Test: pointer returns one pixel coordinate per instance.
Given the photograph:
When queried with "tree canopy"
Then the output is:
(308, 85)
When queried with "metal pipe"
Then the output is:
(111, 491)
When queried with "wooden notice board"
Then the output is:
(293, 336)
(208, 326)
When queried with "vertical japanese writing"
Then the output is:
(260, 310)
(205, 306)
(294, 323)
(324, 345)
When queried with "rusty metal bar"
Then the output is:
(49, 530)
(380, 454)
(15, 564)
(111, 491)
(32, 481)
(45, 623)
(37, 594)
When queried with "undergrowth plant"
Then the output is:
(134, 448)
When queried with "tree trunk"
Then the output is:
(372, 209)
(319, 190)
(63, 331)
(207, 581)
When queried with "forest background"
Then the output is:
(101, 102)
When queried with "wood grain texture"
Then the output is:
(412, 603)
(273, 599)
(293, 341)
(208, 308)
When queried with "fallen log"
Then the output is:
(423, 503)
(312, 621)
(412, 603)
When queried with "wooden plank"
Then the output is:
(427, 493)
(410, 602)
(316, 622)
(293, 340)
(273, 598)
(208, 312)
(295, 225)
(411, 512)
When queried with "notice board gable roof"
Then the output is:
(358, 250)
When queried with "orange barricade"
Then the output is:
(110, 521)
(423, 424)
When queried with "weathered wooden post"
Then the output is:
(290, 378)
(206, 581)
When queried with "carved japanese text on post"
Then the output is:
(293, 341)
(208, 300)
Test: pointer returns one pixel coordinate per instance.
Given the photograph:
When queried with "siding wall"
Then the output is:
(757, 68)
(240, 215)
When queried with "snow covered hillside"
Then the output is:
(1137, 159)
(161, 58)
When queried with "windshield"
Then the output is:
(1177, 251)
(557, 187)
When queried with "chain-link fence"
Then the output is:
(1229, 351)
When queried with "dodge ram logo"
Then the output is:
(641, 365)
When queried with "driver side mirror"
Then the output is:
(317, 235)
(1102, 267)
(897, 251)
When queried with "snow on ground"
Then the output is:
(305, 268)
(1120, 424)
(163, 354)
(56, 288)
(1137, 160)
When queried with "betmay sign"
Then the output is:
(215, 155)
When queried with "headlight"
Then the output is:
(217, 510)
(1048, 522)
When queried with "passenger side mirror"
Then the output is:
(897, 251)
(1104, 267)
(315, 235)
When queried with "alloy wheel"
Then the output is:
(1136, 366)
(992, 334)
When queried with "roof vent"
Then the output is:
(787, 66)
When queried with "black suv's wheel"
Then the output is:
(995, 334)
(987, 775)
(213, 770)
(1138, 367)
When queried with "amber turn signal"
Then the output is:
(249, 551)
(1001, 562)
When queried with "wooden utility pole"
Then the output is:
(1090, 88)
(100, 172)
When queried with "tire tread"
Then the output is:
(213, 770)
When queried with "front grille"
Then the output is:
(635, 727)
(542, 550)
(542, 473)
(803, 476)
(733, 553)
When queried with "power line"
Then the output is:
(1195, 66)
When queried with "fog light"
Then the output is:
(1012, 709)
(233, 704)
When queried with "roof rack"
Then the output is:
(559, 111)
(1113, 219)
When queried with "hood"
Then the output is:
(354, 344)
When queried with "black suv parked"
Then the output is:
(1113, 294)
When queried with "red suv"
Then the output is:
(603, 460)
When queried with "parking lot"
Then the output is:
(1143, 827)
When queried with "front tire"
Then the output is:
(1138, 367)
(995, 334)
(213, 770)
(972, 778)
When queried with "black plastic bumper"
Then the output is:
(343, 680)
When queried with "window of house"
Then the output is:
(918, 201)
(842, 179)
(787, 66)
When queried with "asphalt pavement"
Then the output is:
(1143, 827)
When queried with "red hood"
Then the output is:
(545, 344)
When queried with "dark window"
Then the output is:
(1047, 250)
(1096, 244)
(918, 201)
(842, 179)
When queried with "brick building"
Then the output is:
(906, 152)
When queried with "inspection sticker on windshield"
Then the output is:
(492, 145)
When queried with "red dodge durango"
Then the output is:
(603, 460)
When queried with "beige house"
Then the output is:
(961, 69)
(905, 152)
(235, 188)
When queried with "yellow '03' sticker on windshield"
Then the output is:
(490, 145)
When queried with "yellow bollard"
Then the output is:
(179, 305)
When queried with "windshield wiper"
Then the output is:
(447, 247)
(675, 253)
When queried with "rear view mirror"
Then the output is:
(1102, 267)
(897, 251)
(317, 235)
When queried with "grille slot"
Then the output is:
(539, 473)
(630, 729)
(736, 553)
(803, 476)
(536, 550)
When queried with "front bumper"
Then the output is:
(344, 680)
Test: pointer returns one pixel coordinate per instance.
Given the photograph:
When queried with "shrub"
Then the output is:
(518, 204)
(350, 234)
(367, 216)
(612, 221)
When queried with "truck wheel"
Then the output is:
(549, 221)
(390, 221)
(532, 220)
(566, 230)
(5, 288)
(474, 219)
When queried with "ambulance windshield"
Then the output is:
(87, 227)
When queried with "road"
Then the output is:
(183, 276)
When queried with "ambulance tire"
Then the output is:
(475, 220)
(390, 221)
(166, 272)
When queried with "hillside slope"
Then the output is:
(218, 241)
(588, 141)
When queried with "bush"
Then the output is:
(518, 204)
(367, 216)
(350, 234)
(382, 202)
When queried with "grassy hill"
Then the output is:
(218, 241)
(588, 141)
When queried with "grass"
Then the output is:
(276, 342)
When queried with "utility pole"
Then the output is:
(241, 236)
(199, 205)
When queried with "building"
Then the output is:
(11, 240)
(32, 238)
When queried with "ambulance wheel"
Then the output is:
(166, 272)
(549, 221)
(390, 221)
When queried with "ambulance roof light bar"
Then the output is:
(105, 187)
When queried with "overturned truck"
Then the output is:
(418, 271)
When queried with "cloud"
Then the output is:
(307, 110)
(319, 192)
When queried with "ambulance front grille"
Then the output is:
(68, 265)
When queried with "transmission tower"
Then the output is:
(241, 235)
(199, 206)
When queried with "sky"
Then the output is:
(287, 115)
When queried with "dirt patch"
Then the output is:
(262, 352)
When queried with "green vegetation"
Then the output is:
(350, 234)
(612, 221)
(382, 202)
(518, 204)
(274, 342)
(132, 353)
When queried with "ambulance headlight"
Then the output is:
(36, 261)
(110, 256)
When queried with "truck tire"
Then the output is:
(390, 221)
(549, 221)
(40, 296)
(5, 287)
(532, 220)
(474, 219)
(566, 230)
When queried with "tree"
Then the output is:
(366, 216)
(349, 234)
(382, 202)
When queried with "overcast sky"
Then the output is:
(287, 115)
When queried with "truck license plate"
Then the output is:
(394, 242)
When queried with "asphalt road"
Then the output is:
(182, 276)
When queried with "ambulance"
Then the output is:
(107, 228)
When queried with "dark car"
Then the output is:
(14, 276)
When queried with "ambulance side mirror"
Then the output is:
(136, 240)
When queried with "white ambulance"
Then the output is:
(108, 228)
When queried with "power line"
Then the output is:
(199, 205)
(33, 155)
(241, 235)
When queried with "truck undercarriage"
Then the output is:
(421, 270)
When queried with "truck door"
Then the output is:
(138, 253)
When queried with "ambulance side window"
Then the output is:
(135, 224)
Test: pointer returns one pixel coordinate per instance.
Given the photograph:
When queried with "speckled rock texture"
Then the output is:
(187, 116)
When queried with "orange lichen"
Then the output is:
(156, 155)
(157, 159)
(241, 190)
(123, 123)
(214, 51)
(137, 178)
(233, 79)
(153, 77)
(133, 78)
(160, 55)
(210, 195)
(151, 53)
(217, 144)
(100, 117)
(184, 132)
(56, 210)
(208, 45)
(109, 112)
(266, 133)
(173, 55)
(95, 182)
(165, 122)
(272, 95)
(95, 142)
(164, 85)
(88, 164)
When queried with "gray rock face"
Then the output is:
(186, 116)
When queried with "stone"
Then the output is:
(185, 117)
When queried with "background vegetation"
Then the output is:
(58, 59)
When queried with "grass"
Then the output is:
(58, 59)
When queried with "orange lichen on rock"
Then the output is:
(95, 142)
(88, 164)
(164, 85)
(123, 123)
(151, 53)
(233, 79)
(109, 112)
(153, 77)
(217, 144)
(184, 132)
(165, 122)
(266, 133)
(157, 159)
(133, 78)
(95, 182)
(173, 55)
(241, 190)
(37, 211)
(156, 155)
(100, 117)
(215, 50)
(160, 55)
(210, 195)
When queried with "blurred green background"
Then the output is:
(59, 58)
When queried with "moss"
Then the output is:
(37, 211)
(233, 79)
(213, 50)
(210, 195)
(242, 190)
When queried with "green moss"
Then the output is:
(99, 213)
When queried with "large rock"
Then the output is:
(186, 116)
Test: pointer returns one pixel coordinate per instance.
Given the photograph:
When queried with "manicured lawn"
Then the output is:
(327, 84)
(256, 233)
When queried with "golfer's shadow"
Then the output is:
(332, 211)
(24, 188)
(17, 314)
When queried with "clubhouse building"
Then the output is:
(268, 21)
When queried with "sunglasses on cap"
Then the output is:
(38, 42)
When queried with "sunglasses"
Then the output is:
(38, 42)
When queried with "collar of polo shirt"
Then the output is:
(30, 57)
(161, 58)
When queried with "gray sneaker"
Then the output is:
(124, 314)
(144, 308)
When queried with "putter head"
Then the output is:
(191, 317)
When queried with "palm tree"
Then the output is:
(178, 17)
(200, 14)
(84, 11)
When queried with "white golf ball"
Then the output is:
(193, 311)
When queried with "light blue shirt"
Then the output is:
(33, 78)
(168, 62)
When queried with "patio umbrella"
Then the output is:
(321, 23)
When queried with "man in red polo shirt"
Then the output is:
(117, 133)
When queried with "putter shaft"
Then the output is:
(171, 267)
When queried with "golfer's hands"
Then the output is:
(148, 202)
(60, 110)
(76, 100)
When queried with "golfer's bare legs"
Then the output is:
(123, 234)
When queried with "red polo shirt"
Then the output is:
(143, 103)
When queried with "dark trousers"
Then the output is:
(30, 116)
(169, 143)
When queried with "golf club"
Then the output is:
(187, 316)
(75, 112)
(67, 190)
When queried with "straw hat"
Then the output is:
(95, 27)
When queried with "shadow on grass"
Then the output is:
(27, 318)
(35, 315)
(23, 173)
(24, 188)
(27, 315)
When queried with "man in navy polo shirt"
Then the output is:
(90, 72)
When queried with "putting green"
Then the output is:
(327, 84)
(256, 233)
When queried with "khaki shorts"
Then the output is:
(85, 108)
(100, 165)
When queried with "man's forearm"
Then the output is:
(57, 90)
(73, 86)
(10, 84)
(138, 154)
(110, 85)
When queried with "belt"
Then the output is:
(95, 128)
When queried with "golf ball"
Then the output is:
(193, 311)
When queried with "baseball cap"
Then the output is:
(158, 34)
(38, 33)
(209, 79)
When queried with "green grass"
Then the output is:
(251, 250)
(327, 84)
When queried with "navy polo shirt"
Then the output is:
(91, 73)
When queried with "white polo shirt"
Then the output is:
________________________
DIRECTION
Copy the rows above verbatim, starting at the line that contains "in navy polo" and continuing through the last line of the rows.

TASK RESPONSE
When queried with "man in navy polo shirt"
Then the output is:
(90, 72)
When queried with "putting green"
Then the output is:
(327, 84)
(256, 233)
When queried with "khaki shorts"
Then the output is:
(85, 108)
(100, 165)
When queried with "man's forearm"
Then the output is:
(57, 90)
(73, 86)
(10, 84)
(138, 154)
(110, 85)
When queried with "belt"
Then the output is:
(95, 128)
When queried with "golf ball"
Then the output is:
(193, 311)
When queried with "baseball cap"
Then the output is:
(158, 34)
(38, 33)
(209, 79)
When queried with "green grass"
Then the output is:
(251, 250)
(327, 84)
When queried with "navy polo shirt"
Then the output is:
(91, 73)
When queried with "white polo shirt"
Then the output is:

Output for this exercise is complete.